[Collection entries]
▶
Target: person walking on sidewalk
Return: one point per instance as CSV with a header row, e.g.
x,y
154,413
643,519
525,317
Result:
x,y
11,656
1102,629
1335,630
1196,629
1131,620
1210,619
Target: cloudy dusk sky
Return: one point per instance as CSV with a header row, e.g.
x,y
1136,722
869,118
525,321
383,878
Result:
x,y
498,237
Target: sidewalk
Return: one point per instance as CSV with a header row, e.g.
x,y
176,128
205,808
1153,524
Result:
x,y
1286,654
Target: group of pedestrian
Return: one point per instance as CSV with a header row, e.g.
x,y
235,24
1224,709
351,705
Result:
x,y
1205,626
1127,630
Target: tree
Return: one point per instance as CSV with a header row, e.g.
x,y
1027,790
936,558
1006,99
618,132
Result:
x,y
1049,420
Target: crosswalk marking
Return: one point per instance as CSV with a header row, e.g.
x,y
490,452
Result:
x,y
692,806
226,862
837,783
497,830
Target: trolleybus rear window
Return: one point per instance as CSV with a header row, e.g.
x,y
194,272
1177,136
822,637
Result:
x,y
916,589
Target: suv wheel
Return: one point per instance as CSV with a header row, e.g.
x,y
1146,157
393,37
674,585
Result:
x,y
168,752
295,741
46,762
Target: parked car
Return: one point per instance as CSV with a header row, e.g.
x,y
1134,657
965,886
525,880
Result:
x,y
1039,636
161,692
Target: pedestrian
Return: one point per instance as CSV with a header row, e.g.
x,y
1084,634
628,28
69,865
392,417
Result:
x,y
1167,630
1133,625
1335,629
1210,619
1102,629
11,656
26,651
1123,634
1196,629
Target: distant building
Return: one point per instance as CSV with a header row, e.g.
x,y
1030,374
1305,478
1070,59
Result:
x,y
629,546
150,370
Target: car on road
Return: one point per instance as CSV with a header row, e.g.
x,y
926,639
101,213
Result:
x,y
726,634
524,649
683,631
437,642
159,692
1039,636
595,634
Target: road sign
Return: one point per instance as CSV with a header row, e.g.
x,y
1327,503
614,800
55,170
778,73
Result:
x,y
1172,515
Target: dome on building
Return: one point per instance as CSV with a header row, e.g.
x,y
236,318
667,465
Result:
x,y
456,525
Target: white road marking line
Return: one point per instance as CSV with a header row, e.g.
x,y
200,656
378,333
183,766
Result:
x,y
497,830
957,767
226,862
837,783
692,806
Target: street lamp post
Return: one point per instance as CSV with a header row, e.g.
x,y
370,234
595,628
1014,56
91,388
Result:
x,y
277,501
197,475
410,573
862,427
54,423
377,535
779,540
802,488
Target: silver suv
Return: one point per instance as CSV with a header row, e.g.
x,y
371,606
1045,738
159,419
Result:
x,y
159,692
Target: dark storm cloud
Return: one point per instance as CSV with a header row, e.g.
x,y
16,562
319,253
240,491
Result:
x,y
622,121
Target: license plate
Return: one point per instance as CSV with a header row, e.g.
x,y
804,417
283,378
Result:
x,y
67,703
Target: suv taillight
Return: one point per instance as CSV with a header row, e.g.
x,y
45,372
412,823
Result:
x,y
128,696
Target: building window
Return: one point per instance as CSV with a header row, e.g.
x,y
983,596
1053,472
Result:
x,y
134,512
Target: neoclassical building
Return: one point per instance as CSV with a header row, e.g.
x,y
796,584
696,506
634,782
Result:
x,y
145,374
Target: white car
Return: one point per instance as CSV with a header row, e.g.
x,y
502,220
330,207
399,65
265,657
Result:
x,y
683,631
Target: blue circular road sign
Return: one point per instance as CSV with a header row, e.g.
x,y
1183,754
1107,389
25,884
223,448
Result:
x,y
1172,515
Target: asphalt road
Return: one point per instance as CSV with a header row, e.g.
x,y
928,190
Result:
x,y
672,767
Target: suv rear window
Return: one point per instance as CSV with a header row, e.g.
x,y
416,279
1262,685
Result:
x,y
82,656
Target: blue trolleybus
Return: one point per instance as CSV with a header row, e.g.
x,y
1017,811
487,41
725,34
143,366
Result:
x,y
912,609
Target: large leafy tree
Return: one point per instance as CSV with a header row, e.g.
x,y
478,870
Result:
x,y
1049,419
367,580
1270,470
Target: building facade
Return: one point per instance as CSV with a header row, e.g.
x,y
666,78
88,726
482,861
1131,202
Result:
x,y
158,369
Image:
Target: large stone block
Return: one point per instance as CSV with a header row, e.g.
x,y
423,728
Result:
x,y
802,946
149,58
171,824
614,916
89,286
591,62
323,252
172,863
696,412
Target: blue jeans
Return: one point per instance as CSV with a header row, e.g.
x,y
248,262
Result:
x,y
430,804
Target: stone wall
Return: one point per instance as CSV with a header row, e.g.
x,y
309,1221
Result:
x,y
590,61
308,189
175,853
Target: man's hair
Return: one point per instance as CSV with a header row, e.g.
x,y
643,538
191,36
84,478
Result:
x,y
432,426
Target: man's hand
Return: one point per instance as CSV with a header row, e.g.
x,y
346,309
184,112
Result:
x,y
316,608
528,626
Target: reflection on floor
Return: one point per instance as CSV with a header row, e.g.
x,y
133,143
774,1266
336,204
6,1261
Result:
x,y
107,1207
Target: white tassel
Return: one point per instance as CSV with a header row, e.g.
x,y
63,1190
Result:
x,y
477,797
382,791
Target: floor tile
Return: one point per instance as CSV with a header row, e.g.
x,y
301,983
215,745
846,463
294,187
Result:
◀
Reproduce only the lines between the line containing "Target: man's hand" and the last line of the records, those two lines included, exactly.

Target: man's hand
Return: one point per instance as CSV with a header row, e.g.
x,y
346,309
184,112
Result:
x,y
316,608
528,626
Target: reflection on floor
Return: one point per instance as CSV with a header row, e.g.
x,y
133,143
774,1266
336,204
6,1261
Result:
x,y
107,1207
Target: white tassel
Return: one point per instance as CSV with a header row, e.g.
x,y
63,1190
Result:
x,y
477,797
382,791
Target: floor tile
Return: one point per instance as CSV with a header row, e.g.
x,y
301,983
215,745
846,463
294,187
Result:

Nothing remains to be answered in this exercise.